• [DO THIS] Repeat the lines below word for word, from the very first one through the line holding "685, 159, 735, 300", with both included. Leave any pictures out of your reply.

• [RECORDS PROVIDED]
___

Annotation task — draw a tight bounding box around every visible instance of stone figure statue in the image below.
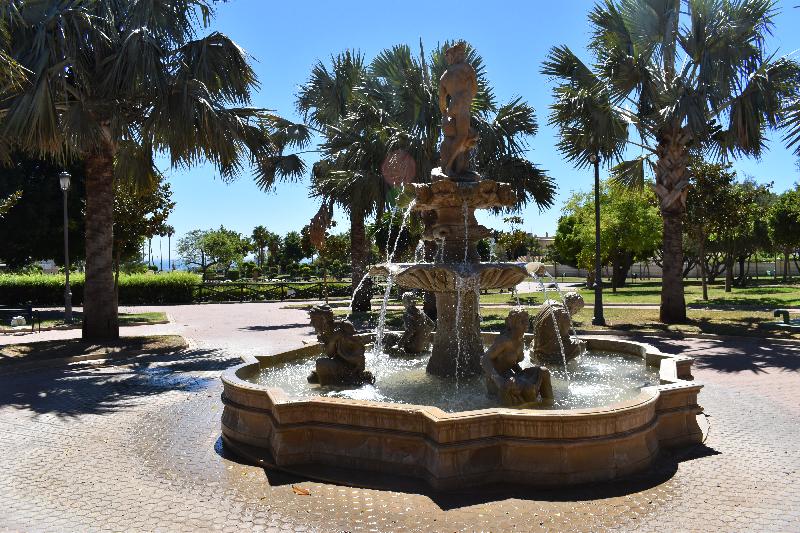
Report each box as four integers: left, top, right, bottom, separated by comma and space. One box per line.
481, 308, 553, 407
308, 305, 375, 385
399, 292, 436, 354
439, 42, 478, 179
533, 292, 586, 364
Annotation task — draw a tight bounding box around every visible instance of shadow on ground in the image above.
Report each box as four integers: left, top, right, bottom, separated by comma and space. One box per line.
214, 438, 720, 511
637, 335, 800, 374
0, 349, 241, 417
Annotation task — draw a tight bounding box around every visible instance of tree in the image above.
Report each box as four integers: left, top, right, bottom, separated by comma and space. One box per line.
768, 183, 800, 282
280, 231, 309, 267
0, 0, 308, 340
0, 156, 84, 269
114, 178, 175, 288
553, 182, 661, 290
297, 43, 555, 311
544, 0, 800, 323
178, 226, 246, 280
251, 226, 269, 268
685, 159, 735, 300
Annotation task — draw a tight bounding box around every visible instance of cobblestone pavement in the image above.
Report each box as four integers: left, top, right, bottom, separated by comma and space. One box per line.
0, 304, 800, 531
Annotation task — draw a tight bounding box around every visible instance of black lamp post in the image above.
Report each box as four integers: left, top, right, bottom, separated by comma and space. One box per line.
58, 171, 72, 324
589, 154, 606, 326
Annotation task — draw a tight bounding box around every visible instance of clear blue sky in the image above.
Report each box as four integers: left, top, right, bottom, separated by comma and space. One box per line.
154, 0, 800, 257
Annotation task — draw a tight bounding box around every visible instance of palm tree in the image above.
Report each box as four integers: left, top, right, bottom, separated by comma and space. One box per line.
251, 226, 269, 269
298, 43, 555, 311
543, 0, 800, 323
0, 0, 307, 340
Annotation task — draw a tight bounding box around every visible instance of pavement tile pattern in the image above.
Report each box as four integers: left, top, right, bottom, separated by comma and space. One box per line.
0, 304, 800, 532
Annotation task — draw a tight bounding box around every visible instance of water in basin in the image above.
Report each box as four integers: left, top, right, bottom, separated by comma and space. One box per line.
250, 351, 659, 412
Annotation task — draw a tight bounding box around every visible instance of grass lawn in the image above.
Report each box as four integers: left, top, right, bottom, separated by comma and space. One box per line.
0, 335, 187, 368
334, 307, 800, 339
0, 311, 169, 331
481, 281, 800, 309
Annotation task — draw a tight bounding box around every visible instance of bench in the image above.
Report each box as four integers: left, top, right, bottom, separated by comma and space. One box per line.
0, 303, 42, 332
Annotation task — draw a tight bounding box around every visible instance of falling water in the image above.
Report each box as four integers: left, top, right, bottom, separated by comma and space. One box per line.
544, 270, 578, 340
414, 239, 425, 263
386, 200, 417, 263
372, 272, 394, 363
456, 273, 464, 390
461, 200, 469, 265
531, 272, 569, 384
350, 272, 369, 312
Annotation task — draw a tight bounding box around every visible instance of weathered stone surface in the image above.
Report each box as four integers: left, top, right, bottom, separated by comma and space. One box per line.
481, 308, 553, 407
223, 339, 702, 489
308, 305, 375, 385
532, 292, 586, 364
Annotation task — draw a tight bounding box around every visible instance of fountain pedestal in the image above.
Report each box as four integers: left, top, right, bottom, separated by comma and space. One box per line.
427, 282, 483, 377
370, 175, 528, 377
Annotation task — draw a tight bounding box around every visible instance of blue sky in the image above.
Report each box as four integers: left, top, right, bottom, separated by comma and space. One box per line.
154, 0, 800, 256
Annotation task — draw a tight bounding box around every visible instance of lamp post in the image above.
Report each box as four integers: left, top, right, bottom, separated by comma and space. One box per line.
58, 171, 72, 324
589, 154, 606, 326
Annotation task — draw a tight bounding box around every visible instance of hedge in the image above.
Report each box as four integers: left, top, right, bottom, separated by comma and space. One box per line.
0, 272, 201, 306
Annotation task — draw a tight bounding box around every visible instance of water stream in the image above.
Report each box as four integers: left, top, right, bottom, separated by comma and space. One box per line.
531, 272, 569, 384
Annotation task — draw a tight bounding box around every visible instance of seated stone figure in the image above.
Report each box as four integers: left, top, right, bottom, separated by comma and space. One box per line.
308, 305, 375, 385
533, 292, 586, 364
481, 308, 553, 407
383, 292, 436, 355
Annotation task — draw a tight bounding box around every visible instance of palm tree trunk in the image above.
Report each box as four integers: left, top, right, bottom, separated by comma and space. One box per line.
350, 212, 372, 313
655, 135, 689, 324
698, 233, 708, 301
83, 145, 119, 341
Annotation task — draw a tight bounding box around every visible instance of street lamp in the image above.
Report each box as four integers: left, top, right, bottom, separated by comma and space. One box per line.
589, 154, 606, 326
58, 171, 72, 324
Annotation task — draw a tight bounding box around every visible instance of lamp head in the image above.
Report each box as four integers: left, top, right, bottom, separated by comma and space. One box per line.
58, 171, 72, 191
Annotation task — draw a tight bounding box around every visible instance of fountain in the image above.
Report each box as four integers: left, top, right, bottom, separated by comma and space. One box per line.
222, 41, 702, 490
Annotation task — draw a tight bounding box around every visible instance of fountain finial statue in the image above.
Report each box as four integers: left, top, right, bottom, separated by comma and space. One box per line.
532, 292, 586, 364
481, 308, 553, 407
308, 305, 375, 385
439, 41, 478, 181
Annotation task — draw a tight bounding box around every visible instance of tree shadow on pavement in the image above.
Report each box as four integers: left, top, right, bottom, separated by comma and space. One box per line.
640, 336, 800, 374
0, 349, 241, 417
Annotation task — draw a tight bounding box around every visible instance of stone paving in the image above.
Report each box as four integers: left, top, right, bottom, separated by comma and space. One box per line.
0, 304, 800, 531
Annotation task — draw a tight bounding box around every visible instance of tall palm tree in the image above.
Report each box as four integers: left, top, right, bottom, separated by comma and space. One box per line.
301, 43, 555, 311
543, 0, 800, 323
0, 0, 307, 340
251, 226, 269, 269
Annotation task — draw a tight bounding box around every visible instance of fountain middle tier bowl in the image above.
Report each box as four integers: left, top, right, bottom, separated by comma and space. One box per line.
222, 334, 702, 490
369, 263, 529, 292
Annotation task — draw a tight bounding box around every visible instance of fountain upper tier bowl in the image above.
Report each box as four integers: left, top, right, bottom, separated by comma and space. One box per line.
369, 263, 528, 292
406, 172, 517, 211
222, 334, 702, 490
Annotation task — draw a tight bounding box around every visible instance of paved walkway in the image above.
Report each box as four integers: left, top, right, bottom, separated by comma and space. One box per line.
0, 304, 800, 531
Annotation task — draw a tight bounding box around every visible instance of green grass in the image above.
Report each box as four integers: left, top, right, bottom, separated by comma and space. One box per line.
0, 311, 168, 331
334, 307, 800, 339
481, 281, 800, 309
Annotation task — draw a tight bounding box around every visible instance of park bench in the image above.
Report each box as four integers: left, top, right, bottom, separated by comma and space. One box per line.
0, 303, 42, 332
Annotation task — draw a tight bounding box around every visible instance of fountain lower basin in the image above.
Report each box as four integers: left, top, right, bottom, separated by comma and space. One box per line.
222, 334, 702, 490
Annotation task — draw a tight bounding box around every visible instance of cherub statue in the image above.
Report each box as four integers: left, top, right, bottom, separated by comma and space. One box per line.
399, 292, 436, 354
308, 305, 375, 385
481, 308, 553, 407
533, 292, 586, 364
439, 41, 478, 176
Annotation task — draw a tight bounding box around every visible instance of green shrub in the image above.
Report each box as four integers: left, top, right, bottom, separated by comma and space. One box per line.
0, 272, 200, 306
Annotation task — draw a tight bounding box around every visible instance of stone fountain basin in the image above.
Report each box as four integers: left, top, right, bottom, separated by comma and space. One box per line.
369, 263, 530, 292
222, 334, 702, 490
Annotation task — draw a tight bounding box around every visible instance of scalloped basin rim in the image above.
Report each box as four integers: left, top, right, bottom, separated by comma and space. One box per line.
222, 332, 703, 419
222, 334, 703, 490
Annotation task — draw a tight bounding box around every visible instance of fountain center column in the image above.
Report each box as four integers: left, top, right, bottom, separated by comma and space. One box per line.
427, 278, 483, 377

___

• [FINAL RESULT]
Annotation task — draw a tight bounding box around every visible instance of stone figure statue in the image below.
Report each box as four integers: left, top, right, bottom, separated by comma and space. One box per line.
481, 308, 553, 407
308, 305, 375, 385
399, 292, 436, 354
439, 42, 478, 179
533, 292, 586, 364
Annotation task — draw a tight bounding box around every visible instance of shadow on ground in the image above.
Report each box as four integers: left, top, right, bottom, separated by comma and space. One box per line.
214, 438, 720, 511
637, 335, 800, 374
0, 349, 241, 417
Annotation task — draw a tight bounding box around every visible instance of tree in the image above.
Report each box as four integers: left, top, right, bottom, separated by comma and space. One box per line.
768, 183, 800, 282
280, 231, 309, 267
0, 0, 308, 340
0, 156, 84, 269
114, 178, 175, 288
553, 182, 661, 290
297, 43, 555, 311
544, 0, 800, 323
178, 226, 246, 280
251, 226, 269, 268
685, 159, 735, 300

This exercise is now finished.